* ЗАДАНИЯ *
1 - Определите, соответствуют ли статье следующие утверждения. На каждое ответьте «да» или «нет» и дословно приведите решающие слова статьи. (а) Летом 1948 года студенток архитектурного института направили на практику. (б) Марина Александровна по-прежнему живет на Арбате. (в) Материал «У вечности в плену» был напечатан в «МК» 6 октября.
2 - Оформите в виде таблицы Markdown с колонками «Номер» и «Строка» все записи, начиная со строки, которая содержит «Where can the crab's raised», и до конца записей включительно. Пустые строки пропустите, изображения в ответ не включайте.

Лето — это маленькая жизнь

“МК” нашел “Лили Марлен” бывшего пленного из Красногорска

Незнакомый мужской голос звучал в телефонной трубке напористо.

— Вы знаете, что Марина Ремизова с Арбата жива?

— Нет.

— Она жива. Это моя мама. Вы хотели ее разыскать и просили откликнуться. Ну вот... Пишите ее телефон. Предупреждаю, что мама может разволноваться и заболеть. Из-за вашей статьи ей и так звонит пол-Москвы. Для нее это шок.

— Вы, полагаю, не рады?

— Я этого не сказал. Имелось в виду, что она пожилой человек, поберегите ее.

“МК” нашел “Лили Марлен” бывшего пленного из Красногорска
Марина Голубовская (Ремизова).

Такое в газетной практике встречается редко. За два часа найти человека, пропавшего 60 лет назад, лишь потому, что о нем напечатано в утреннем номере! История о “русской Лили Марлен” нежданно-негаданно получила свое продолжение.

“У вечности в плену” — так назывался материал о жизни военнопленных в особом лагере №27 в Красногорске (“МК” от 6 октября). В частности, в нем говорилось о том, как бывший военнопленный Гюнтер Эпштайн всю жизнь хранил в своем сердце любовь к девушке, которую встретил в России, как спустя годы пытался найти ее, но не нашел. В общем, это было похоже на чудо.

— Да, я та самая Марина Ремизова, — говорила мне женщина на том конце провода, — и я тоже никогда не забывала про Гюнтера. Его фотография — но не та, что в газете, другая, где Гюнтер намного моложе, — каждое утро здоровается со мной. Она такая же крохотная, как моя фотокарточка, которую я подарила ему. Впрочем, вас, полагаю, больше волнует вопрос: почему и за что люди помнят друг друга полвека? Что ж, приезжайте — я расскажу.

Марина Александровна Голубовская (Ремизова), выйдя замуж, действительно поменяла фамилию. И с Арбата ее выселили на окраину, когда прокладывали Калининский проспект. Она до сих пор живет в своем Свиблове, в пятиэтажке “сносимой” серии. Дверь открыла сиделка: Марина Александровна нуждается в помощи, хотя и бодрится.

А начиналась история просто. Летом 1948 года студенток Московского архитектурного института Марину Ремизову и Юлю Мухину послали на практику. Будущие зодчие должны были набираться опыта и оттачивать профессиональное мастерство на строительстве жилья для рабочих.

Послевоенные заводские кварталы архитектурой не отличались, дома в основном уже были построены, здания подводили под крышу, запах смолистых сосновых стропил поэтому врезался в память прочнее всего. Но до чего ж высоко и опасно было карабкаться к этим стропилам!.. Выручали пленные немцы, которых привозили работать на стройку. Обязательно подадут девушке руку, чтобы легче было по балке пройти, непременно помогут спуститься. “Битте, фройляйн!” — “Данке шён, герр”.

Записи набора данных для указания точек
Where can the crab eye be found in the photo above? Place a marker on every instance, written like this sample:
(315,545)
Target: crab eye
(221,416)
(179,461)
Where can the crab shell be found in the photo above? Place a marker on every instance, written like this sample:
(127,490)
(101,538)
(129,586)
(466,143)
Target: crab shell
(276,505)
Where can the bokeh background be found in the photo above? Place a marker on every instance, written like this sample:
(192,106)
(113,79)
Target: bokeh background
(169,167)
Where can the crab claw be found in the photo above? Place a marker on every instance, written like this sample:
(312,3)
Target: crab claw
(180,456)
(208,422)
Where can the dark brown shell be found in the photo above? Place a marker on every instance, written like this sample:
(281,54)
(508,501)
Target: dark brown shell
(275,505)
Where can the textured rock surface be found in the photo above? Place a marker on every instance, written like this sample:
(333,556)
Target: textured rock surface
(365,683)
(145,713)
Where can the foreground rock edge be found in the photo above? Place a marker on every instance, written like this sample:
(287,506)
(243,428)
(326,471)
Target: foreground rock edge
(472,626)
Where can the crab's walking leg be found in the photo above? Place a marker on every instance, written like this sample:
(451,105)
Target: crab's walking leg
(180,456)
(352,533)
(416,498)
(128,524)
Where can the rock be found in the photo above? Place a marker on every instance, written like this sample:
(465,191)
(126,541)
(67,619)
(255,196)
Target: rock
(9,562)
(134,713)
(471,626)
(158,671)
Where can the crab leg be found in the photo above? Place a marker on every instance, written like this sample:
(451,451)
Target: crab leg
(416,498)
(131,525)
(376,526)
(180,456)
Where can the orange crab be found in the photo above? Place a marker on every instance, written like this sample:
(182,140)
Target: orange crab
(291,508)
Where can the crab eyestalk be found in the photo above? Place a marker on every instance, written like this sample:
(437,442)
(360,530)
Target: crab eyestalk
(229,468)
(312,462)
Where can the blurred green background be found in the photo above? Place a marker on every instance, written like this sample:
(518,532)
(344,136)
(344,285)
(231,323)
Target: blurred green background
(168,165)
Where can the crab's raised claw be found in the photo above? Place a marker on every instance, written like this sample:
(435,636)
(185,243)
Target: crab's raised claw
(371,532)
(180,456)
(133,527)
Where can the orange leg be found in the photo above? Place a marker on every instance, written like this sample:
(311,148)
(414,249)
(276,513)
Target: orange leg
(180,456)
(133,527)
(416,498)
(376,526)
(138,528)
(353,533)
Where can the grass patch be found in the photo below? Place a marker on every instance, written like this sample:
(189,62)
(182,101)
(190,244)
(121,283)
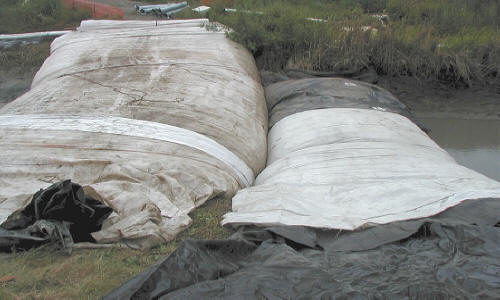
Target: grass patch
(452,41)
(90,274)
(24,56)
(17,16)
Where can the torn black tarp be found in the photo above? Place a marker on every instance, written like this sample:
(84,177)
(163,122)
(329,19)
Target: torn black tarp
(454,255)
(61,213)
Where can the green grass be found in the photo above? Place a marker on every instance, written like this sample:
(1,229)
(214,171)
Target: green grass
(90,274)
(24,57)
(456,42)
(17,16)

* ОТВЕТЫ *
1 -
(а) Да: «Летом 1948 года студенток Московского архитектурного института Марину Ремизову и Юлю Мухину послали на практику».
(б) Нет: «И с Арбата ее выселили на окраину, когда прокладывали Калининский проспект. Она до сих пор живет в своем Свиблове».
(в) Да: «(“МК” от 6 октября)».

2 -
| Номер | Строка |
|---|---|
| 1 | Where can the crab's raised claw be found in the photo above? Place a marker on every instance, written like this sample: |
| 2 | (435,636) |
| 3 | (185,243) |
| 4 | Target: crab's raised claw |
| 5 | (371,532) |
| 6 | (180,456) |
| 7 | (133,527) |
| 8 | Where can the orange leg be found in the photo above? Place a marker on every instance, written like this sample: |
| 9 | (311,148) |
| 10 | (414,249) |
| 11 | (276,513) |
| 12 | Target: orange leg |
| 13 | (180,456) |
| 14 | (133,527) |
| 15 | (416,498) |
| 16 | (376,526) |
| 17 | (138,528) |
| 18 | (353,533) |
| 19 | Where can the grass patch be found in the photo below? Place a marker on every instance, written like this sample: |
| 20 | (189,62) |
| 21 | (182,101) |
| 22 | (190,244) |
| 23 | (121,283) |
| 24 | Target: grass patch |
| 25 | (452,41) |
| 26 | (90,274) |
| 27 | (24,56) |
| 28 | (17,16) |
| 29 | Where can the torn black tarp be found in the photo above? Place a marker on every instance, written like this sample: |
| 30 | (84,177) |
| 31 | (163,122) |
| 32 | (329,19) |
| 33 | Target: torn black tarp |
| 34 | (454,255) |
| 35 | (61,213) |
| 36 | Where can the green grass be found in the photo above? Place a marker on every instance, written like this sample: |
| 37 | (1,229) |
| 38 | (214,171) |
| 39 | Target: green grass |
| 40 | (90,274) |
| 41 | (24,57) |
| 42 | (456,42) |
| 43 | (17,16) |